# START OF Passage

Very much looking forward to spending some time implementing this alongside the article. I really enjoyed your posts about making a Teeny Tiny compiler a while back too!
It's very nice to see a small type checker in Python, for Python! This became much easier in the last 10 years, since the MyPy team basically "upstreamed" the typed_ast library they were using into the stdlib.
I found that there are not enough good teaching materials on type checkers -- e.g. the second edition of the Dragon Book lacks a type checker, which is a glaring hole IMO - https://news.ycombinator.com/item?id=38270753
Also, teaching material tends to have a bias toward type inference and the Hindley-Milner algorithm, which are NOT used by the most commonly used languages
So I appreciate this, but one thing in this code that I find (arguably) confusing is the use of visitors. e.g. for this part, I had to go look up what this method does in Python:
# Default so every expr returns a Type.
def generic_visit(self, node):
super().generic_visit(node)
if isinstance(node, ast.expr):
return ANY
Also, the main() calls visit(), but the visitor methods ALSO call visit(), which obscures the control flow IMO. Personally, if I need to use a visitor, I like there to just be a single pass
---
In contrast, Essentials of Compilation was released 1 or 2 years ago, in Racket and in Python. And the Python version uses the same typed AST module.
> I found that there are not enough good teaching materials on type checkers -- e.g. the second edition of the Dragon Book lacks a type checker, which is a glaring hole IMO
Pierce’s Types and Programming Languages[1] is excellent. It starts with very little (if you understand basic set-theory notation, you’re probably OK), gets you to a pretty reasonable point, and just generally makes for very pleasant reading. You should probably pick something else if you want a hands-on introduction with an immediate payoff, but then you probably wouldn’t pick the Dragon Book, either.
TaPL really falls down when trying to bootstrap your way to understanding the notation. A lot of the notation and theory revolves around, essentially, implementing a concurrent virtual machine. I like the original algorithm W paper because it doesn't gloss this conceptual step: it is very much a virtual machine & you can see the authors handling the edge cases. The operational semantics in TaPL are (frankly) obtuse. Also, TaPL makes it seem like new features can be desugared to old features — and they can — but a little more prose explaining the feature's behavior directly without just tossing you into the semantic deep end would've made a much nicer text.
Everyone always says that, but I don't think it's a good intro :-) (e.g. I think the top comment in the lobste.rs thread is suffering from the type inference / functional bias, which is not necessarily due to TAPL, but it's a common thing I've noticed)
Right now I think Siek's book is better for what I want to do, though admittedly I didn't get that far into it, because my type checking project is way on the back burner
I would like to see any type checkers that people wrote after reading TAPL!
I’m writing one now as part of a hobby language project, about which I’ll do a Show HN once I have enough to share. I enjoyed Pierce but to your point I am going mostly down the functional route. Programming it in Python, with the book closed but after two readings I have what I need in my head (it clicked much better second time through).

# END OF Passage
# START OF Data

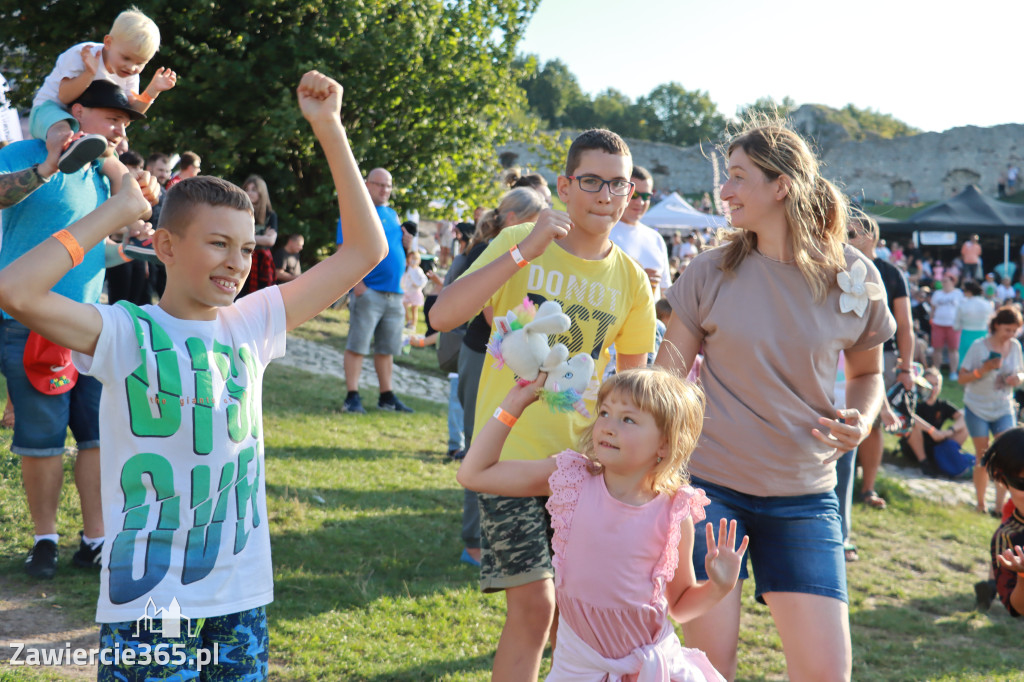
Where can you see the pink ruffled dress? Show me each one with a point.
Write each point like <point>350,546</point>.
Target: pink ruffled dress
<point>612,562</point>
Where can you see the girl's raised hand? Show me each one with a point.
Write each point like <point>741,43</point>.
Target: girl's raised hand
<point>1013,559</point>
<point>320,97</point>
<point>722,560</point>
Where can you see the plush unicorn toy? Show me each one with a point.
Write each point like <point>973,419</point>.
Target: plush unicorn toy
<point>520,341</point>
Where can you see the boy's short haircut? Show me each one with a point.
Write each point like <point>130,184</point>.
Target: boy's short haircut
<point>641,173</point>
<point>137,30</point>
<point>1005,457</point>
<point>189,159</point>
<point>595,138</point>
<point>181,200</point>
<point>131,158</point>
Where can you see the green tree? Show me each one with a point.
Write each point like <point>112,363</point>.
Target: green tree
<point>552,91</point>
<point>682,117</point>
<point>429,88</point>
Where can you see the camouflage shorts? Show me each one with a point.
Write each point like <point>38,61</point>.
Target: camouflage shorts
<point>515,542</point>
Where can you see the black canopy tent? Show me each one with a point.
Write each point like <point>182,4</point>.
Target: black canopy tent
<point>970,211</point>
<point>996,223</point>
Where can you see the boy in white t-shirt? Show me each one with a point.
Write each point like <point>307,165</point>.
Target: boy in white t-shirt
<point>183,488</point>
<point>120,58</point>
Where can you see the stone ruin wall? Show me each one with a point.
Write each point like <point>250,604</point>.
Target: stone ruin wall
<point>936,165</point>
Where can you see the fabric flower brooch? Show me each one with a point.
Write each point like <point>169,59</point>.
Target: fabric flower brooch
<point>856,291</point>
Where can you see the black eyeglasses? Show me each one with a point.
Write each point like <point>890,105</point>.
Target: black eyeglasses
<point>593,183</point>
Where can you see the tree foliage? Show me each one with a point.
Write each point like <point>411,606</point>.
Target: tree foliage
<point>669,114</point>
<point>429,88</point>
<point>683,117</point>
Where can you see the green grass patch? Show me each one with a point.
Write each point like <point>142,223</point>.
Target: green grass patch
<point>365,516</point>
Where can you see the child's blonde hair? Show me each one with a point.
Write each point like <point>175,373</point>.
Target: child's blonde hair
<point>676,405</point>
<point>135,29</point>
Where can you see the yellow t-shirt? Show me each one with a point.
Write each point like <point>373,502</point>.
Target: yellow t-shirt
<point>609,302</point>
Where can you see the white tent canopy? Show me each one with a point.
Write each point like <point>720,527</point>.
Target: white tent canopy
<point>674,212</point>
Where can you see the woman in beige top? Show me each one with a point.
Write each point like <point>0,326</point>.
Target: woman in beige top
<point>772,308</point>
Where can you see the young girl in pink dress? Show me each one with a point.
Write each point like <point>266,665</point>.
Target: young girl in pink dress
<point>623,515</point>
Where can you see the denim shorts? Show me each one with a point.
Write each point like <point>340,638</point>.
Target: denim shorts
<point>41,421</point>
<point>376,315</point>
<point>233,647</point>
<point>796,542</point>
<point>515,542</point>
<point>979,427</point>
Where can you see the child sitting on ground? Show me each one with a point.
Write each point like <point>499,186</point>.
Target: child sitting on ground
<point>180,414</point>
<point>1005,462</point>
<point>120,58</point>
<point>623,514</point>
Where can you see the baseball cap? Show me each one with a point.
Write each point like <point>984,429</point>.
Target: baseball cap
<point>104,94</point>
<point>48,367</point>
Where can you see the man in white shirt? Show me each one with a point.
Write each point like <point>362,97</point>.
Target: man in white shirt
<point>643,244</point>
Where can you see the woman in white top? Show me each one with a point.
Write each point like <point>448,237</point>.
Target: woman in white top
<point>991,370</point>
<point>944,333</point>
<point>973,314</point>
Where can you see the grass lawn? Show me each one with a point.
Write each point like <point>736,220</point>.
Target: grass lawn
<point>365,516</point>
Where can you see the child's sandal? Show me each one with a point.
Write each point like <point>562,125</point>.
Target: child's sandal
<point>872,500</point>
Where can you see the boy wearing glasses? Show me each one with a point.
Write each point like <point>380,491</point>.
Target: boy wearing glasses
<point>637,240</point>
<point>568,257</point>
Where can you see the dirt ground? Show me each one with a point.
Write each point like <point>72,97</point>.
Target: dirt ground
<point>30,617</point>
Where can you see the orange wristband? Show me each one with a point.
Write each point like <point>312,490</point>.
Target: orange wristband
<point>70,243</point>
<point>505,418</point>
<point>517,257</point>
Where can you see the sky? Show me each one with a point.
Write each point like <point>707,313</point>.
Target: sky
<point>934,65</point>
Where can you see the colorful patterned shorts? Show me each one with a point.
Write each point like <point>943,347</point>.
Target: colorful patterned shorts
<point>230,647</point>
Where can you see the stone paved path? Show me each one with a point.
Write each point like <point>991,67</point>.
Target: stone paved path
<point>321,358</point>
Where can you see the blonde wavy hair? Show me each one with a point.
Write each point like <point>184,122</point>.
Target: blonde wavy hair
<point>676,405</point>
<point>816,211</point>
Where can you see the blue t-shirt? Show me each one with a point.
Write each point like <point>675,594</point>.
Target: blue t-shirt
<point>387,275</point>
<point>52,207</point>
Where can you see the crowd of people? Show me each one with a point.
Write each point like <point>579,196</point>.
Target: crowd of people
<point>710,448</point>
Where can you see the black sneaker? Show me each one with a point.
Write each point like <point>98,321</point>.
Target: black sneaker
<point>393,405</point>
<point>81,151</point>
<point>42,560</point>
<point>87,557</point>
<point>353,405</point>
<point>984,592</point>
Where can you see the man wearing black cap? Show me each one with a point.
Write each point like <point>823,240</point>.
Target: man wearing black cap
<point>37,201</point>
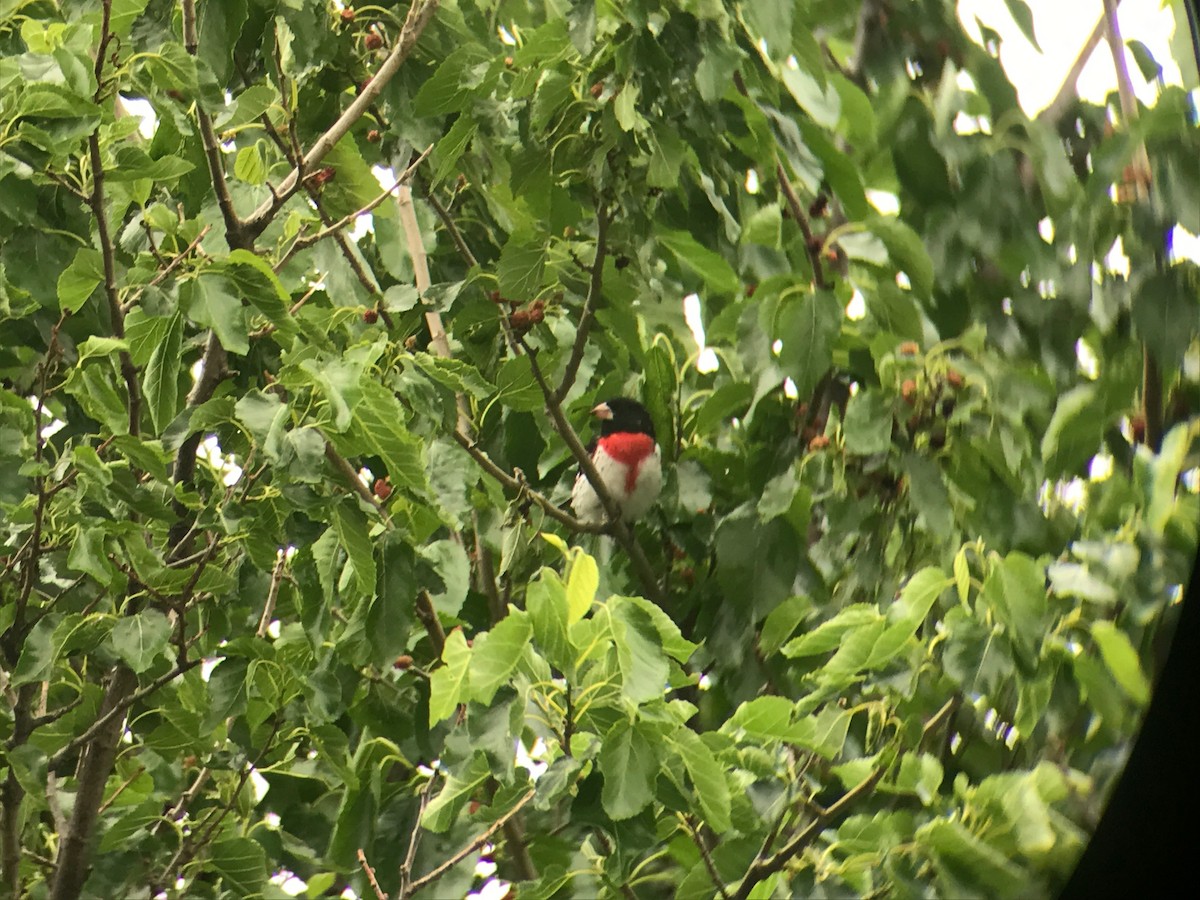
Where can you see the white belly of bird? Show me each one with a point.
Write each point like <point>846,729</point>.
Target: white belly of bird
<point>634,504</point>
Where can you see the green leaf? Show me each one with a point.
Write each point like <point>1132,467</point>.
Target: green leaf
<point>582,581</point>
<point>141,639</point>
<point>766,719</point>
<point>36,659</point>
<point>521,268</point>
<point>1074,432</point>
<point>240,862</point>
<point>624,107</point>
<point>765,226</point>
<point>640,657</point>
<point>1024,18</point>
<point>1167,313</point>
<point>161,382</point>
<point>693,256</point>
<point>828,635</point>
<point>448,90</point>
<point>453,145</point>
<point>1121,658</point>
<point>460,787</point>
<point>661,389</point>
<point>1015,592</point>
<point>352,534</point>
<point>381,419</point>
<point>918,595</point>
<point>906,251</point>
<point>516,387</point>
<point>79,279</point>
<point>967,861</point>
<point>250,166</point>
<point>448,684</point>
<point>546,603</point>
<point>629,762</point>
<point>808,327</point>
<point>497,653</point>
<point>99,346</point>
<point>261,286</point>
<point>211,301</point>
<point>868,425</point>
<point>707,778</point>
<point>930,495</point>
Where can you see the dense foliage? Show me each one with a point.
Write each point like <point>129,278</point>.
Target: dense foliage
<point>883,634</point>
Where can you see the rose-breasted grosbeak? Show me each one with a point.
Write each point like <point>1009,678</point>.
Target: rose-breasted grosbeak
<point>627,459</point>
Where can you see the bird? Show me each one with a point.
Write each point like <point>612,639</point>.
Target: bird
<point>628,460</point>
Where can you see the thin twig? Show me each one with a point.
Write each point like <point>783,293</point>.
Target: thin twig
<point>811,245</point>
<point>305,241</point>
<point>172,265</point>
<point>522,489</point>
<point>370,874</point>
<point>1067,93</point>
<point>406,868</point>
<point>355,483</point>
<point>235,229</point>
<point>455,234</point>
<point>120,707</point>
<point>471,847</point>
<point>273,594</point>
<point>419,16</point>
<point>694,833</point>
<point>763,868</point>
<point>429,617</point>
<point>589,304</point>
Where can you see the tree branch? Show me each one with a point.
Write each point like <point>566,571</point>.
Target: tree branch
<point>235,228</point>
<point>588,313</point>
<point>112,711</point>
<point>763,868</point>
<point>469,849</point>
<point>102,741</point>
<point>419,16</point>
<point>305,241</point>
<point>370,874</point>
<point>522,487</point>
<point>811,245</point>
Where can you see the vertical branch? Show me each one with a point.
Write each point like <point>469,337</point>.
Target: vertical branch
<point>99,756</point>
<point>588,315</point>
<point>234,227</point>
<point>1151,376</point>
<point>96,202</point>
<point>419,16</point>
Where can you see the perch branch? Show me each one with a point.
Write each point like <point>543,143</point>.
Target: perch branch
<point>419,16</point>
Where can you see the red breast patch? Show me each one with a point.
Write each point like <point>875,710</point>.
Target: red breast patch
<point>631,449</point>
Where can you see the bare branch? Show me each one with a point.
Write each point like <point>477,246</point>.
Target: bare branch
<point>694,833</point>
<point>589,303</point>
<point>102,742</point>
<point>235,229</point>
<point>522,487</point>
<point>469,849</point>
<point>429,617</point>
<point>763,868</point>
<point>305,241</point>
<point>370,874</point>
<point>355,483</point>
<point>406,869</point>
<point>419,16</point>
<point>112,711</point>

# END OF Data

Your goal |
Which books does the thread above name by title?

Task response |
- the Dragon Book
- Essentials of Compilation
- Types and Programming Languages (TaPL)